- Born: Karen Lynn Chandler Memphis, Tennessee
- Other name: Karen Chandler Johnson
- Education: Lambuth University University of Tennessee Health Science Center Johns Hopkins University
- Occupations: Physician, Preventative Health Researcher, Professor
- Years active: 1990-present
- Employer: University of Tennessee Health Science Center
- Known for: Biology research

= Karen C. Johnson =

American physician

Karen C. Johnson is the chair for the Department of Preventive Medicine at the University of Tennessee Health Science Center (UTHSC). She has been involved in at least five clinical world trials, including a Women's health initiative, the SPRINT Trial, the Look AHEAD (Action for Health in Diabetes) Study, the TARGIT Study and the D2d Trial. She has been noted by Thomson Reuters as one of the world's most-cited scientists.

==Biography==
Karen Lynn Chandler was born in Memphis, Tennessee to Colie Edward and Cecilia Chandler. She grew up in Memphis and attended the Memphis Preparatory School. She continued her education earning an undergraduate degree at Lambuth University in 1978. She went on to earn her MD distinction at the University of Tennessee in 1985 and a Master of Public Health from Johns Hopkins University after her marriage. In 1990, she returned to her alma mater and joined the faculty of the UTHSC where she has been working since. She has two children, Caitlin Johnson and Justin Johnson.

== Research ==
Johnson has been a significant contributor to the university's research funding drives, bringing in $40 million toward five research projects.

=== Women's Health Initiative ===
One of the projects, a Women's Health Initiative, began in 1993 and is evaluating diseases that effect women. The clinical trial involves more than 160,000 women. One of their findings was that women who consume two or more diet soft drinks each day face higher risks of heart problems than women who either don't drink soft drinks at all or drink them rarely.

=== SPRINT trial ===
Another of her trials was the Systolic Blood Pressure Intervention Trial (SPRINT), which concluded in 2015. Its findings were that intervention could have a major impact on reducing blood pressure levels.

=== Look AHEAD Study ===
Johnson is also the lead researcher on the Look AHEAD Study of the National Institute of Diabetes and Digestive and Kidney Diseases, which started in 2001. It is evaluating whether people with type 2 diabetes can prevent heart attacks and other cardiovascular problems through weight loss and increased levels of physical activity. The study was stopped in 2012, as preliminary indications of the 5,000 test subjects did not show positive changes from lifestyle intervention at the expected rates. However, modifications in the program allowed it to be continued in 2014.

=== TARGIT ===
In 2012, Johnson launched a clinic trial called TARGIT (Treating Adults at Risk for Weight Gain with Interactive Technology) funded by the National Institutes of Health. The program is designed to use iPod applications to support smoking cessation while eliminating weight-gain. The study concluded in 2017. It found that "Providing an intensive weight gain prevention program combined with a smoking cessation program via interactive technology was not associated with greater long‐term weight gain prevention".

WORK TO BE COMPLETED:
Decide whether each statement below agrees with the text on Karen C. Johnson. Answer yes or no for each, and quote the exact words of the text that settle it.
(a) The SPRINT trial ended in 2015.
(b) The Women's Health Initiative trial involves fewer than 100,000 women.
(c) The TARGIT trial was funded by the National Institute of Diabetes and Digestive and Kidney Diseases.

DATASET RECORDS:

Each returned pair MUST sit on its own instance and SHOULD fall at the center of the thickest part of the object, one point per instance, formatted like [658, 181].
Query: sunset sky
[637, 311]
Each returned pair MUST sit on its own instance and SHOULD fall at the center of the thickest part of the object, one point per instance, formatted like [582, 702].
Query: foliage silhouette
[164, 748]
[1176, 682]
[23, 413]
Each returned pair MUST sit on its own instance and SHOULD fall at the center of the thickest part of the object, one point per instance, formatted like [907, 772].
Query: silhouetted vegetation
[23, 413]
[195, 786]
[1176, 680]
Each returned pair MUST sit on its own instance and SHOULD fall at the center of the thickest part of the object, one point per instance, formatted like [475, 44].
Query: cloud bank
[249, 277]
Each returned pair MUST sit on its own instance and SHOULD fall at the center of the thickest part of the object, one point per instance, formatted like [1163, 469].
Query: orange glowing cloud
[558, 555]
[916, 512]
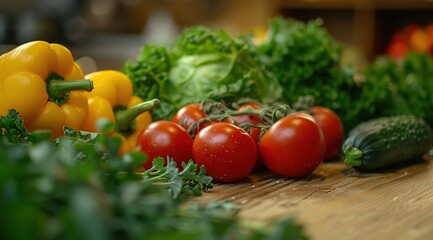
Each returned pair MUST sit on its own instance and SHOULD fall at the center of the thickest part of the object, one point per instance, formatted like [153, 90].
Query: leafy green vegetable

--

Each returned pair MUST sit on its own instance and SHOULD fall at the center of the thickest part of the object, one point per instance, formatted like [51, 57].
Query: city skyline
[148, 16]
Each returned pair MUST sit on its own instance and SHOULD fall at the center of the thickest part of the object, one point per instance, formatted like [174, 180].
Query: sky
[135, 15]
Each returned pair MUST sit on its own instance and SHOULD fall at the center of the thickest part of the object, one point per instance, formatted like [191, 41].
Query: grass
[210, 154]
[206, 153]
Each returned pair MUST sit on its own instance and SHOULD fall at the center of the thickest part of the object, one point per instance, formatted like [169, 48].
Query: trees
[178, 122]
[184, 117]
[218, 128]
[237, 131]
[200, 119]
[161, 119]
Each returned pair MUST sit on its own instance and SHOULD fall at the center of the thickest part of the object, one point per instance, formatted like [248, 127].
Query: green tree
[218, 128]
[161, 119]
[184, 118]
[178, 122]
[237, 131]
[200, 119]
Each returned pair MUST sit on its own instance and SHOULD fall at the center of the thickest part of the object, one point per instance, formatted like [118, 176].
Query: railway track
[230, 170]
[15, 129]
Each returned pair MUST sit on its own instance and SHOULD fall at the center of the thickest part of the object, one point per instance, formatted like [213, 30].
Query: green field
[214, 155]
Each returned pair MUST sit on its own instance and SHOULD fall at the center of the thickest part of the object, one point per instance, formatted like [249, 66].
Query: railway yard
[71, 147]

==

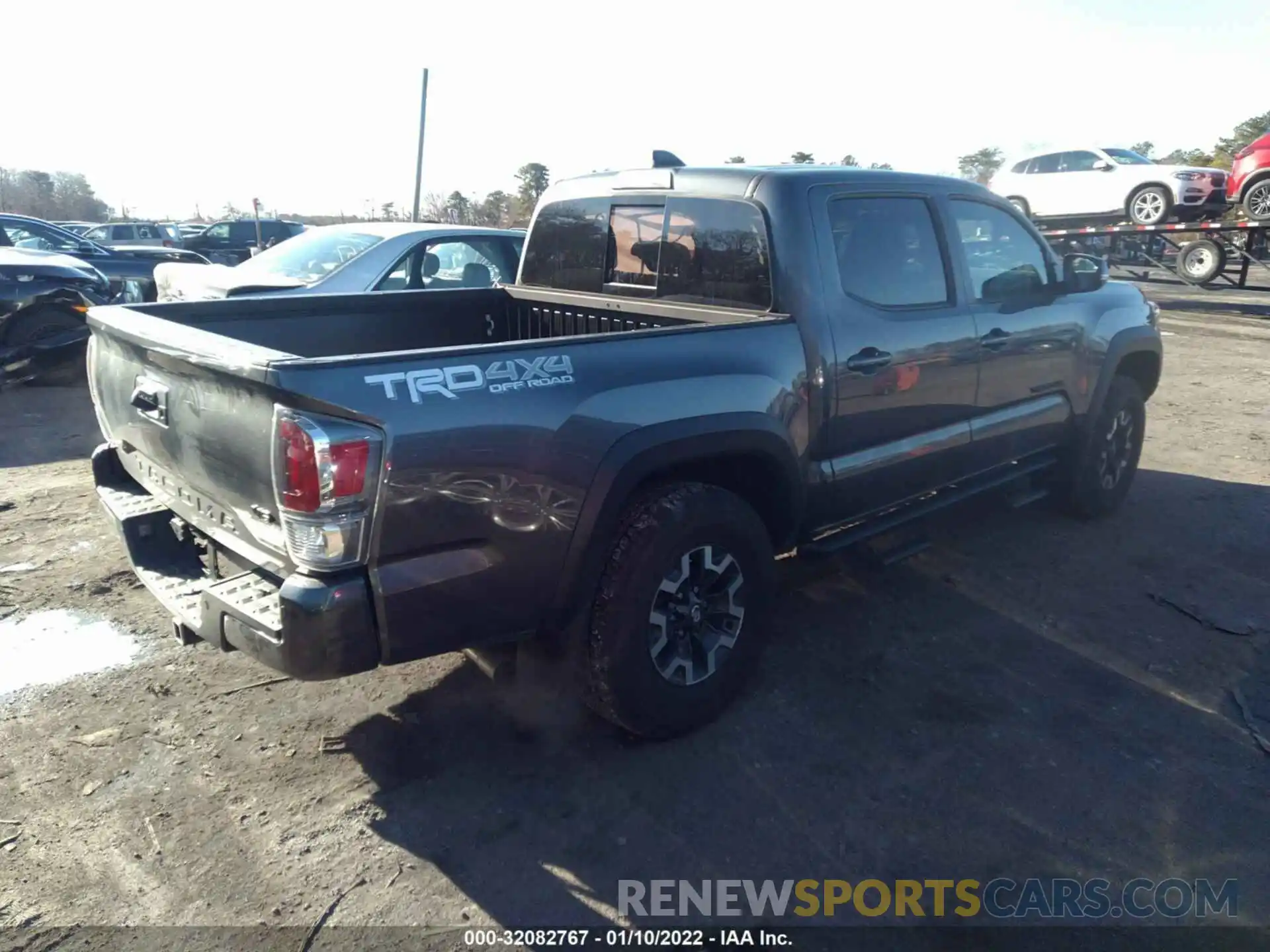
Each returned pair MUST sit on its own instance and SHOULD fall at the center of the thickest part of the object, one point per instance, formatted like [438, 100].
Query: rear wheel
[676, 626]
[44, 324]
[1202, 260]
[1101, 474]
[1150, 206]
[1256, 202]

ANSWER SPACE:
(a) Yes: "which concluded in 2015"
(b) No: "The clinical trial involves more than 160,000 women."
(c) No: "funded by the National Institutes of Health"